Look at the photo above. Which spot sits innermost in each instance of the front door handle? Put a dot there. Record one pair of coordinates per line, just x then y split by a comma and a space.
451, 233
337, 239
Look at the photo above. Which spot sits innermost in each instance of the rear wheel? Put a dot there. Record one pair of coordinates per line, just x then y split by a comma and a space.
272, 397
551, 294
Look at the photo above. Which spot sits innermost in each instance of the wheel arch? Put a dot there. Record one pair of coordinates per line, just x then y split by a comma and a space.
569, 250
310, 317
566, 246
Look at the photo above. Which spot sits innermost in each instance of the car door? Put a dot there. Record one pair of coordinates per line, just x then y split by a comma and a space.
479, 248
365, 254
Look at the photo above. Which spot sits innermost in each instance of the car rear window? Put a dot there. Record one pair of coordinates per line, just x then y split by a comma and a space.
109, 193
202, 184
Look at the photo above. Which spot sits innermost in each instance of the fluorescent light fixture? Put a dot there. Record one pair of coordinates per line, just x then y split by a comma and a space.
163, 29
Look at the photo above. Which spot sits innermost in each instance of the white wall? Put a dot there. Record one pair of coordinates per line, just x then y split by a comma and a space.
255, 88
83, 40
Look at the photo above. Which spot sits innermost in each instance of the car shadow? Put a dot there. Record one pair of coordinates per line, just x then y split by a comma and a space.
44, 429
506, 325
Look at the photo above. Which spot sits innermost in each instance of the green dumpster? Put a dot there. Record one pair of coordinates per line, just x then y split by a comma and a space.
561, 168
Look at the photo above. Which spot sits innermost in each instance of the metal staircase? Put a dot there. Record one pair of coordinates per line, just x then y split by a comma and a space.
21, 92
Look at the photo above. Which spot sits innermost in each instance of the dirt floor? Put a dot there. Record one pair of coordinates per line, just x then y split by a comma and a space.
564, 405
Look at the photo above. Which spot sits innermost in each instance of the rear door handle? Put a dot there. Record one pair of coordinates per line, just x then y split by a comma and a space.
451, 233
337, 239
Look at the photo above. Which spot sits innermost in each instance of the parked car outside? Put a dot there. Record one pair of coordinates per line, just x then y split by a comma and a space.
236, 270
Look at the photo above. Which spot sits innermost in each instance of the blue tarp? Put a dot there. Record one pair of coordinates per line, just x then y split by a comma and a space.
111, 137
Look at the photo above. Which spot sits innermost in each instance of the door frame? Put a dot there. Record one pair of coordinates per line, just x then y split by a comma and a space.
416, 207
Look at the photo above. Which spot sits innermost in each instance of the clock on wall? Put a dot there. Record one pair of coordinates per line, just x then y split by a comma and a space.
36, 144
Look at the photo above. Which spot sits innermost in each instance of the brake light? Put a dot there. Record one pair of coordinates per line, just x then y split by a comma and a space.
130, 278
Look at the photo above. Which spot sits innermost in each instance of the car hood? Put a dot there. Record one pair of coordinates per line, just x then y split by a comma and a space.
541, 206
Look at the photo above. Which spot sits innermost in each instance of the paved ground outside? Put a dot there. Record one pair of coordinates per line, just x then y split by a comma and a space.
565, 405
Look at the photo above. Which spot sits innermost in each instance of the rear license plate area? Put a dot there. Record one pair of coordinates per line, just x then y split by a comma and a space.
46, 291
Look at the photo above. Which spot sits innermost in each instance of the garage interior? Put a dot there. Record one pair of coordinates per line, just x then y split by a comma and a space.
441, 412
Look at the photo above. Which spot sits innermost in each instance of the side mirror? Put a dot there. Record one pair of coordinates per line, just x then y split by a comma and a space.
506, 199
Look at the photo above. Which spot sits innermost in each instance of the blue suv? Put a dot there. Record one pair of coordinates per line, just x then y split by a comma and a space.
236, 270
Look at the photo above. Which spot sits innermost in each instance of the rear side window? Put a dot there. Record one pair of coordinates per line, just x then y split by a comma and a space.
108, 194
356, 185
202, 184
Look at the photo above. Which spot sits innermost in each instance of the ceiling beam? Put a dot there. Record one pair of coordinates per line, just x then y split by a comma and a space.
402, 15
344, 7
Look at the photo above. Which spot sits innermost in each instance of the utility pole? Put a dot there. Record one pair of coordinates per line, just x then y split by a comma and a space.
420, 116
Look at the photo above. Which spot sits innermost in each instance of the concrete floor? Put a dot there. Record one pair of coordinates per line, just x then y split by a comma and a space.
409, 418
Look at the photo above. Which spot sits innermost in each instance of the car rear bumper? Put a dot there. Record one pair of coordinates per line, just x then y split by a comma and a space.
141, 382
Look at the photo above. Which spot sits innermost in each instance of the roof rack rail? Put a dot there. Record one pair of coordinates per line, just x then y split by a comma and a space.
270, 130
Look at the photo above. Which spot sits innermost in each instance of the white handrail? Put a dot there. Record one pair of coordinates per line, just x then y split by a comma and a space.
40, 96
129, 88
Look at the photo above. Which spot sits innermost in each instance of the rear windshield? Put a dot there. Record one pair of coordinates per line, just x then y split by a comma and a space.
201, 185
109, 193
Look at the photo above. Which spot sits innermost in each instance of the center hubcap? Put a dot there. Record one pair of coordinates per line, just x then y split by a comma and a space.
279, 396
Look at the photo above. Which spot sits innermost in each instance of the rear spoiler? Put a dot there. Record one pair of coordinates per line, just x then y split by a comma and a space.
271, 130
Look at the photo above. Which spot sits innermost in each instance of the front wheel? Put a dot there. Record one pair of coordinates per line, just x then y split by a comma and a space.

::::::::

* _EXERCISE AIM_
Reproduce the listing above in full, swapping every occurrence of "innermost" for "most central" and leaving all other text unchanged.

* _RESULT_
Look at the photo above. Which spot sits most central in each instance of the front door handle? Put a dot there. Record one pair of coordinates per line, just x then y split by a comma and a space.
451, 233
337, 239
Look at the photo above. Which spot sits most central in each instance of the rear wheel? Put a dot there. Record one pair of coordinates per line, just x then y split by a comma and a space.
272, 397
551, 294
Look at the photo above. Which spot sits most central in each instance of the wheel arch? Put a dot there. Record one pair of coordinates per line, just x then y split by a comma and a space.
569, 250
310, 317
566, 246
Look at the photo above. Which spot sits most central in each instance of the car door? Put a dot there. Record one pair of coordinates per line, just x then y split by a comma and a space.
479, 248
365, 254
Look at the photo above. Which spot sits most central in each instance of the car rear window? Put a dot there. Record one pair of coordinates per line, just x then y split by a comma and a space.
109, 193
202, 184
Look at the photo above. Which spot sits most central in each instance of the fluorescent light fixture? Put a dot there. Record one pair of coordinates per line, just x then y split by a comma and a space.
163, 29
Look at the photo above. Which spot sits most central in each instance of the white wall? Put a dot there. Record one pair of coordinates per line, just x then y split by a comma and a space.
255, 88
83, 40
Look at the photo above. Which spot sits most central in each instance of the car shadow? Put a dot there. Record one pair of coordinates per line, just x then y split by a comma and a space.
44, 429
506, 325
Look at the photo above. Which spot sits most central in each instance of the green dumpster? Put a dot there. Record one pair of coordinates per line, just x then y split by a comma and a space.
561, 168
Look at the photo above. Which spot sits most central in each instance of the metal staircase? Put a dot there. Record one pair of coordinates per line, just x then y split by a comma and a space.
21, 92
Look at the photo above. Which spot sits most central in each instance of the dirt floor? Put a dot there. Record one pair of coordinates per line, just x then y split by a comma and a space.
564, 405
Look at the photo above. Which spot sits most central in each instance of the rear door handle? Put a dot there. Record one pair of coordinates per line, just x then y split by a comma and a space.
451, 233
337, 239
Look at the photo above. Which spot sits most central in each instance of the parked car outside? Put a dot there. Record one pair of coordinates per line, just x then y split by a comma and a space.
236, 270
Look at the photo above. Which spot sits most central in each instance of the blue tarp? Put a dot there. Record one pair of coordinates per line, just x then y split by a comma and a space.
111, 137
Look at the photo above. Which spot sits most central in each instance of the door frame? Put a dot there. Record one pair of coordinates per line, just x then y split by a comma and a space.
416, 207
Look at the photo above. Which spot sits most central in each instance of the clock on wall? Put a dot there. Record one pair of coordinates per line, just x then y split by a comma and a space.
36, 144
Look at the photo above. Which spot sits most central in each instance of the brake light? Put a dot there. Record one pair of coordinates per line, just x then y split by a comma and a space.
130, 278
Look at the photo above. Which spot sits most central in each instance of the car hood? Put a dot there. Record one pair of coordinates per line, just x then y split by a comma and a space.
541, 206
Look at the photo above. Which spot sits most central in each instance of the paved ground outside? Put a dot there. Record one pair of coordinates per line, just x then y split by a comma and a space.
565, 405
Look at the photo above. Which spot sits most central in each instance of the rear license plate area? Put a dot there. Record one pair of coordinates per line, just x then y split by a comma and a space.
46, 291
Look at the photo above. Which spot sits most central in each instance of the garage interior? Put a dot there. Record one pair of coordinates per line, just x then y split by a comma and a space.
441, 412
Look at the photo above. Which spot sits most central in each instance of the side mirror? Put a dot there. Record one pair of coordinates per line, just x then y split by a comma and a space.
506, 199
Look at the photo above. Which spot sits most central in each instance of the blue suv? Put a dot there. Record one pair of coordinates per line, just x then y split by a comma and a space.
236, 270
Look at the photo above. Which spot sits most central in each instance of the rear side window? Put a dot there. Record one pair of coordinates per line, just x then y split by a comma and a space.
108, 194
356, 185
202, 184
Look at the photo above. Which spot sits most central in each instance of the ceiling beam? Put a dot there. Record one pair of coordinates per line, just x then y split by a comma and a space.
402, 15
344, 7
Look at the photo above. Which spot sits most central in each instance of the utility pole? Put a dot there. Record one pair of coordinates per line, just x then y split by a comma and a space.
420, 116
Look at the photo above. Which spot sits most central in each instance of the concrete floor? Put a dot there. Record one pair of coordinates per line, just x then y split by a comma and a space.
409, 418
Look at the photo above. Which spot sits most central in each instance of the car rear bumper? Put a dot there. Record one pair of coordinates per line, just x then y split by a comma and a space.
141, 382
Look at the photo above. Which spot sits most central in each instance of the roof rack rail? Put a dot there. Record one pair of coordinates per line, just x then y split by a comma and a space.
270, 130
Look at the photo above. Which spot sits most central in each instance of the white handrail? Put a dot there. Record one pair of coordinates per line, just x then y split by a comma and a space.
40, 96
129, 88
Look at the photo above. Which spot sits most central in each instance of the rear windshield? Put a dot there. Record one pair of coordinates per line, just x then y split by a comma and a space.
201, 185
109, 193
Look at the photo above. Which spot sits most central in each instance of the center hubcap? Put a dot there. Record one pair of coordinates per line, just x then y split by a comma and a space.
279, 396
Look at the photo above. Which spot sits most central in each instance of the rear spoiler? Put a dot there. Record one pair of coordinates per line, just x then y split by a comma and a space.
271, 130
Look at the photo above. Which spot sits most central in each instance of the front wheel? Put a dot there. Record one pair of coordinates per line, just x then y split by a comma and a space.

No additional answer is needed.